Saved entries
[Start of section]
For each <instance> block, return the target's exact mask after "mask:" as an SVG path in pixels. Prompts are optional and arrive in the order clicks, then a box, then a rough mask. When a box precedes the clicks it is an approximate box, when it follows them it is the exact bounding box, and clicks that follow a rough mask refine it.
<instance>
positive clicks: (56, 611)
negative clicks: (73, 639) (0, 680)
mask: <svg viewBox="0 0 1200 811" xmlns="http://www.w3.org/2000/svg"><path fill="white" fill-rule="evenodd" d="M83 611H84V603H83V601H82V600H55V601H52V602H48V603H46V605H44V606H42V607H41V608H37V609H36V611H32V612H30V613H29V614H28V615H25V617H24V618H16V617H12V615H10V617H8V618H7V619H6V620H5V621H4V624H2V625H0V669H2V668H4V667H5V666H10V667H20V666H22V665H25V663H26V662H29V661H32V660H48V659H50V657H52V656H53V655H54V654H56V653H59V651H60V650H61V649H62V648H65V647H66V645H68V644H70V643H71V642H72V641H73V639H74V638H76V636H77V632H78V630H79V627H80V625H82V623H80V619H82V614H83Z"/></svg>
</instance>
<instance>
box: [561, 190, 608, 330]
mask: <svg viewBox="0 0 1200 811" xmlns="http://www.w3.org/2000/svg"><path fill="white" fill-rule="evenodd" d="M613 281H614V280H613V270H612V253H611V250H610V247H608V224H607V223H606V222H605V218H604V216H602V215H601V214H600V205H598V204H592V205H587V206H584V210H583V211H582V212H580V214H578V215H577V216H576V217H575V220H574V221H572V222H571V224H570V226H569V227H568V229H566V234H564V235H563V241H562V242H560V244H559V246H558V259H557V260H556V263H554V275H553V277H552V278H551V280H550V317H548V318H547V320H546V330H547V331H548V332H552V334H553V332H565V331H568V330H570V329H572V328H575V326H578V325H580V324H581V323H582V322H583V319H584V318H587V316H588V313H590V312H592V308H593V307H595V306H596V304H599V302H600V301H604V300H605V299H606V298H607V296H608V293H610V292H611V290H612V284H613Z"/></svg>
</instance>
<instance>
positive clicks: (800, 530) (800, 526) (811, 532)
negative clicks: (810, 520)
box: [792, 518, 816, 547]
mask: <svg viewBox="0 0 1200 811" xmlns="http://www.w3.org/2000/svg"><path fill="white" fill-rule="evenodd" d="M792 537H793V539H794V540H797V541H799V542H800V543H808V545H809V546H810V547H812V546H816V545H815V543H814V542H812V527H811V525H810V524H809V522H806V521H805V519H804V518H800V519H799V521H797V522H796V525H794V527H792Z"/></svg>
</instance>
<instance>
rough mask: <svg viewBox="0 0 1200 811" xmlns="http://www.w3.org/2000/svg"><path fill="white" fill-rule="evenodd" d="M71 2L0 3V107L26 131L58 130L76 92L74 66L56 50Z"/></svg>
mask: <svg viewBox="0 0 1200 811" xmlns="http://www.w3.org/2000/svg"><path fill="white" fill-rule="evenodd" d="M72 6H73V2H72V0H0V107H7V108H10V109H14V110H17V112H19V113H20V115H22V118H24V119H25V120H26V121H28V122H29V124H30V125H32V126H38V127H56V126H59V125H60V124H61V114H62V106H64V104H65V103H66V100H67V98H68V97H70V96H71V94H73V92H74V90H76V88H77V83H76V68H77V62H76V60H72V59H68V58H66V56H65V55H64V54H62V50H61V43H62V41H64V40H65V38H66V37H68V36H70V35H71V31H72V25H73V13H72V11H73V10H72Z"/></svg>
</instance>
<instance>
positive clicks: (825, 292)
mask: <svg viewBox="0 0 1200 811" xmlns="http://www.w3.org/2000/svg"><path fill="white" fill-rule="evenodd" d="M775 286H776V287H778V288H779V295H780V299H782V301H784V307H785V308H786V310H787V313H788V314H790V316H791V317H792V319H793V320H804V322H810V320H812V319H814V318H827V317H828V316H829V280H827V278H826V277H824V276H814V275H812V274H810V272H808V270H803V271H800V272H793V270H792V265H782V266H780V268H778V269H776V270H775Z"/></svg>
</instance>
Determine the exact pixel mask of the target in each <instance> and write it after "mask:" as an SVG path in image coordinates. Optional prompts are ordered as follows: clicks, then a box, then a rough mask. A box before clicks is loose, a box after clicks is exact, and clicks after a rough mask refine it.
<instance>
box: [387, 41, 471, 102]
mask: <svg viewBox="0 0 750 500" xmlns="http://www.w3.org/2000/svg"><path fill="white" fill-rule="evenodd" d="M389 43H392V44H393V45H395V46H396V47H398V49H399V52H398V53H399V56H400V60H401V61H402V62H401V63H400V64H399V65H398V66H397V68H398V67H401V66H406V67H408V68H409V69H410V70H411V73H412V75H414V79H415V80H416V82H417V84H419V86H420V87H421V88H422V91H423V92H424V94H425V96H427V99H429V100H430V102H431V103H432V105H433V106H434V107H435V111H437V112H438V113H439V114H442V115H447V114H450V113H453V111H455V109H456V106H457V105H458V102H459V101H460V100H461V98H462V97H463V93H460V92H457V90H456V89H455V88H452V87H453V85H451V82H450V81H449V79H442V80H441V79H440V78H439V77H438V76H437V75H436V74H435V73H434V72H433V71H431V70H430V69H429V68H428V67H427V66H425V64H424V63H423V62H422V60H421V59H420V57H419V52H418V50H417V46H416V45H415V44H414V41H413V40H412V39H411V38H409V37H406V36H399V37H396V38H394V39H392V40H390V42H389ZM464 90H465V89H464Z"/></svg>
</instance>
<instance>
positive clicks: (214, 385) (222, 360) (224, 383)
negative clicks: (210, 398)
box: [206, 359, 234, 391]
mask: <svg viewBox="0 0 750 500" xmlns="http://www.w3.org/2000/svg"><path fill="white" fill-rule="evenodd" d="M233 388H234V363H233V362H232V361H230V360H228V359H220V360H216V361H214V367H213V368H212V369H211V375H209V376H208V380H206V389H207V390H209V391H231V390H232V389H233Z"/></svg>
[End of section]
How many lines in the material above contain the string "positive"? Reply with the number alone.

4